── Data entries
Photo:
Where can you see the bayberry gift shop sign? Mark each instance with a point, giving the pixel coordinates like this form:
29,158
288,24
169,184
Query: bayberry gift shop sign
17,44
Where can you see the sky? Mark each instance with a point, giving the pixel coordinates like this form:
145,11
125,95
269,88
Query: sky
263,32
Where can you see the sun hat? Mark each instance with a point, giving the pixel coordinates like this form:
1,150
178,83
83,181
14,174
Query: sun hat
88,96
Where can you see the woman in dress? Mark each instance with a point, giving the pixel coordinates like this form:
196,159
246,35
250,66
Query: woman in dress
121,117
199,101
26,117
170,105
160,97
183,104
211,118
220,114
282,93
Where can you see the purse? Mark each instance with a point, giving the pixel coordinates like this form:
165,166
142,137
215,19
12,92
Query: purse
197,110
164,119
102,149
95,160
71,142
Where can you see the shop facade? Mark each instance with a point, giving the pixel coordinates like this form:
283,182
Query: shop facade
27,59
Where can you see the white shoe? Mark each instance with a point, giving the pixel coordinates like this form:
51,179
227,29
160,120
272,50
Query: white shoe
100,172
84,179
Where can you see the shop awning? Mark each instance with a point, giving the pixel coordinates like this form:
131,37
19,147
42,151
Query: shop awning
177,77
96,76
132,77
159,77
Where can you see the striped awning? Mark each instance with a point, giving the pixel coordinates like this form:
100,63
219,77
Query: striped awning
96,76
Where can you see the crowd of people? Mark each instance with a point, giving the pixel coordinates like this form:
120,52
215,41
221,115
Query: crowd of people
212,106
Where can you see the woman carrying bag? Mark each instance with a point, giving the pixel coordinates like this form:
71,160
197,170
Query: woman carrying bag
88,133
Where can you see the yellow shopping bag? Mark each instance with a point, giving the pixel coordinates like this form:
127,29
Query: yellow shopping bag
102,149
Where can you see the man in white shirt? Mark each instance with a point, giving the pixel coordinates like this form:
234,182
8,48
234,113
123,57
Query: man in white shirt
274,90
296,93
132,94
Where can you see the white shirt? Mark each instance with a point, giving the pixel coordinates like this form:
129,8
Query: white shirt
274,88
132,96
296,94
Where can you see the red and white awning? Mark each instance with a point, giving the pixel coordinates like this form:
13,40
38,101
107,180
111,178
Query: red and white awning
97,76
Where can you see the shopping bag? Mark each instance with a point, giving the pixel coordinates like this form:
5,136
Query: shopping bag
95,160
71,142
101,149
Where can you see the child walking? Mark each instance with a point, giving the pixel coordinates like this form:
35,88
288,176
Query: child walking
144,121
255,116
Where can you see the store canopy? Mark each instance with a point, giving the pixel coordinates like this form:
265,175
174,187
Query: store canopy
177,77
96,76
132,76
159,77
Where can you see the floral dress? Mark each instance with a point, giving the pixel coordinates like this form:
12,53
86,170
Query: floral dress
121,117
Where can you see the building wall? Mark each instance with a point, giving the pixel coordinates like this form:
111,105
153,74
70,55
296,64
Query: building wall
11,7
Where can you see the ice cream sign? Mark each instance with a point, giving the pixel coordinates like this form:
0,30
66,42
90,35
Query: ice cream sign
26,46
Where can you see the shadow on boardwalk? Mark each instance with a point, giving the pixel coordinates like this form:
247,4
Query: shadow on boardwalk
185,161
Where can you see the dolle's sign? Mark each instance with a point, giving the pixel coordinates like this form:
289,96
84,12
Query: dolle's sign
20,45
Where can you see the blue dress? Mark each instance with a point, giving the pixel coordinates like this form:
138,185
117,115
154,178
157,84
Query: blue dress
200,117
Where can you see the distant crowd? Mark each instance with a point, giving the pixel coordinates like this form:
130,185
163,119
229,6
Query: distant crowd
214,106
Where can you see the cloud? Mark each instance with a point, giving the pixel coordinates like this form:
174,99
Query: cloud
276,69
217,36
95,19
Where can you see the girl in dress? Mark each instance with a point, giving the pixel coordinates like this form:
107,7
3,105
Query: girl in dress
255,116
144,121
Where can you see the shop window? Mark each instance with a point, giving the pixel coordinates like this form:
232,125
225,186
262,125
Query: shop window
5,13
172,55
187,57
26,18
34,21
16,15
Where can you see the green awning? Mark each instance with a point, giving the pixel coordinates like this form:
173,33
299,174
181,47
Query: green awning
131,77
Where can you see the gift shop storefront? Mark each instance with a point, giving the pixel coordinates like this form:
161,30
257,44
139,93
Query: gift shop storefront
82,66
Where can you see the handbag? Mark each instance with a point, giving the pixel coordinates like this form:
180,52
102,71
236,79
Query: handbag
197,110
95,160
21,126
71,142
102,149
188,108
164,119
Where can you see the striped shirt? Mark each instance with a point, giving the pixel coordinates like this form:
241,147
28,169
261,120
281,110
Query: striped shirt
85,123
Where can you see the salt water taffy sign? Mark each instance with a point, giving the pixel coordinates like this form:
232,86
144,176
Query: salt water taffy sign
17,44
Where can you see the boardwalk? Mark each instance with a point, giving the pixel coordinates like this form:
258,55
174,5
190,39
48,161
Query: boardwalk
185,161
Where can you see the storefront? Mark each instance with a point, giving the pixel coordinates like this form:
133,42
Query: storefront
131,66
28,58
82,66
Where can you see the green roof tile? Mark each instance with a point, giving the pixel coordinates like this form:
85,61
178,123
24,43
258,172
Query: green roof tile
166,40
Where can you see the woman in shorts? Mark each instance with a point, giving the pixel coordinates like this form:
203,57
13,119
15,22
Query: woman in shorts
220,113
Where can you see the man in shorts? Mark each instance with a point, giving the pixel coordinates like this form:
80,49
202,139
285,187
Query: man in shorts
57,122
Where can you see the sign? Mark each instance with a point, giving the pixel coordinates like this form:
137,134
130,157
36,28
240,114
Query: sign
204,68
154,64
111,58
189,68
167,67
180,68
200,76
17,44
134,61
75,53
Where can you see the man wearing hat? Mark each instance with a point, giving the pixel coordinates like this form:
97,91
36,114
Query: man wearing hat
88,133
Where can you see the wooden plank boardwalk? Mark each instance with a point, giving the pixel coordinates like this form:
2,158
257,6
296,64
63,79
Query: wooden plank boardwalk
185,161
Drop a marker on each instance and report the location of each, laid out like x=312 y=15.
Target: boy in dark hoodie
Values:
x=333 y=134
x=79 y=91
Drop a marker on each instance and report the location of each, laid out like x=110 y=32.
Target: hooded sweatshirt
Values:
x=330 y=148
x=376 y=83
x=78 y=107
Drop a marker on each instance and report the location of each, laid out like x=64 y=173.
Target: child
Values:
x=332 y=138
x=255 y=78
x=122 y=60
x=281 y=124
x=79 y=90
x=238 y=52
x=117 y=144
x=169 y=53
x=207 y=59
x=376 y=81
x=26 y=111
────
Stated problem - Restate all of the entries exactly, please.

Exercise solution -
Photo:
Where can you see the bayberry gift shop sign? Mark each instance with a point, giving the pixel coordinates like this form:
29,158
288,24
169,184
Query: bayberry gift shop sign
17,44
Where can you see the sky? Mark each instance with a point, giving the pixel coordinates like this form:
145,11
125,95
269,88
Query: sky
263,32
Where can you see the sun hat? Mark each instance with a point, giving the pixel coordinates like this form:
1,150
178,83
83,181
14,174
Query: sun hat
88,96
Where can you see the woman in dress? Mark each instance with a point, giving the pixel coordinates like this form:
196,159
246,35
250,66
Query: woman in dress
121,117
199,101
26,117
170,105
160,97
183,104
211,118
220,114
282,93
Where can you see the purse? Mark each instance with a point, giving the pixel coordinates like this form:
165,166
142,137
215,19
12,92
Query: purse
197,110
164,119
102,149
95,160
71,142
Where can you see the shop facade? Mark each instance with a point, giving the pixel coordinates like this form:
283,182
Query: shop facade
27,59
Where can you see the white shoe? Mark each instance with a point, giving the pixel coordinates like this form:
51,179
227,29
160,120
272,50
Query: white shoe
100,172
84,179
Where can you see the shop awning? Mark each instance with a point, giving the pixel coordinates like this form:
131,37
19,147
42,151
Query: shop awning
177,77
96,76
132,77
159,77
Where can you see the striped awning? Mark each instance with a point, giving the pixel coordinates like this form:
100,63
219,77
Query: striped awning
96,76
Where can you see the crowd of people? Mark each instance with a point, giving the pixel coordinates like this form:
120,52
215,41
221,115
Query: crowd of people
212,106
Where can you see the woman carrying bag? Mark each instance with a point, giving the pixel coordinates like this form:
71,160
197,170
Query: woman carrying bag
88,133
Where can you see the yellow shopping bag? Mark each instance with a point, giving the pixel coordinates like this form:
127,29
Query: yellow shopping bag
102,149
Where can you see the man in white shirt? Mark each instance with a point, giving the pixel coordinates like this form:
234,182
8,48
234,113
123,57
Query: man in white shirt
274,90
296,93
132,94
Where can you see the white shirt? Mark each instance with a point, giving the pixel coordinates like this form:
129,8
Query: white shirt
274,88
132,96
296,94
Where can you see the red and white awning? Mark each instance with a point, giving the pixel coordinates like this form:
13,40
38,101
107,180
111,178
Query: red and white awning
97,76
Where can you see the shopping bag? Mark each instance with a point, giving the pixel coordinates like this form:
5,136
Query: shopping bag
95,160
71,142
101,149
Where can you see the child walking? Mark each instance with a point, giving the pixel coordinates like this form:
35,88
288,176
Query: child walking
144,121
255,116
Where can you see the store canopy? Mark each instance with a point, giving the pixel coordinates like this form:
265,175
174,187
Query: store canopy
177,77
96,76
132,76
159,77
Where can you see the floral dress? Mark each instance with a point, giving the pixel coordinates like this form:
12,53
86,170
Query: floral dress
121,117
Where can you see the building wall? Mark each instance with a point, giving the pixel coordinates like this form:
111,105
153,74
70,55
296,64
Query: building wall
11,7
Where can you see the ice cream sign? Mark each instance with a point, giving the pixel coordinates like this form:
0,30
66,42
90,35
Query: ice cream sign
26,46
Where can you see the shadow on boardwalk? Mark each instance with a point, giving the pixel coordinates like this form:
247,4
Query: shadow on boardwalk
185,161
Where can you see the dolle's sign? Mark each instance with a point, giving the pixel coordinates like this form:
289,96
84,12
Query: dolle's sign
20,45
Where can you see the blue dress? Mark each instance with a point, giving the pixel coordinates like this form:
138,185
117,115
154,178
157,84
Query: blue dress
200,117
Where can you see the distant crowd? Mark each instance with a point, giving the pixel coordinates like this form:
130,185
163,119
229,6
Query: distant crowd
214,106
Where can you see the cloud? Mark each instance with a point, giving the pixel coordinates like this form:
174,99
Query: cloud
276,69
217,36
95,19
Where can you see the girl in dress? Mark each instance with a point, giving the pixel coordinates like this form:
107,7
3,105
Query: girl in dress
255,116
144,121
Where can you see the shop window? Mark each instance with a point, giving the pixel coordinates like this form:
232,125
225,186
262,125
Query: shop window
5,13
172,55
187,57
26,18
34,21
16,15
Where can you see the green awning? Mark each instance with a point, giving the pixel coordinates like this form:
173,33
299,174
181,47
Query: green awning
131,77
Where can you see the gift shop storefront? Mark each instance with a point, giving the pixel coordinates like this form:
161,30
257,44
139,93
Query: gift shop storefront
82,66
Where can you see the handbag? Mark each instance with a point, giving the pixel coordinates like this form:
180,52
102,71
236,79
Query: handbag
197,110
95,160
21,126
71,142
102,149
188,108
164,119
Where can you see the striped shirt? Mark each instance with a point, giving the pixel coordinates like this form:
241,147
28,169
261,120
281,110
Query: striped shirt
85,123
Where can you see the salt water taffy sign? Mark each instance with a point, giving the pixel coordinates like this form:
232,86
144,176
Query: salt water taffy sign
17,44
Where can you see the boardwalk? Mark each instance with a point, giving the pixel coordinates like this form:
258,55
174,5
190,39
48,161
Query: boardwalk
185,161
Where can you see the storefront? Mark each instance with a point, giving the pixel coordinates like this form:
133,42
Query: storefront
131,66
28,58
82,66
Where can you see the green roof tile? Mark each instance with a point, giving the pixel coordinates like this form:
85,61
178,123
24,43
258,172
Query: green roof tile
166,40
Where can you see the woman in shorts? Mark each instance with a point, giving the pixel coordinates like this form:
203,57
13,119
15,22
Query: woman in shorts
220,113
Where can you see the man in shorts? Mark each instance with a point, giving the pixel coordinates like this form:
80,49
202,139
285,187
Query: man in shorts
57,122
Where can you see the sign? Mark each instance with a point, giving the pixel coordinates like this form:
137,134
130,157
36,28
240,114
Query: sign
204,68
154,64
111,58
189,68
167,67
180,68
200,76
17,44
134,61
75,53
Where can you see the man wearing hat? Mark each instance with a point, giving the pixel coordinates like this form:
97,91
36,114
Query: man wearing hat
88,133
Where can you see the wooden plank boardwalk? Mark each instance with a point, giving the pixel coordinates like this form:
2,158
257,6
296,64
63,79
Query: wooden plank boardwalk
185,161
Drop a marker on each instance and report the location of each, laid out like x=312 y=15.
Target: boy in dark hoodie
Values:
x=333 y=134
x=79 y=91
Drop a marker on each instance and report the location of each, laid out like x=110 y=32.
Target: hooded sweatshirt
Values:
x=330 y=148
x=376 y=83
x=78 y=107
Drop a marker on each instance and report the location of each, laid out like x=64 y=173.
Target: child
Values:
x=332 y=138
x=255 y=78
x=122 y=60
x=281 y=124
x=79 y=90
x=238 y=52
x=117 y=144
x=169 y=53
x=207 y=59
x=376 y=81
x=26 y=111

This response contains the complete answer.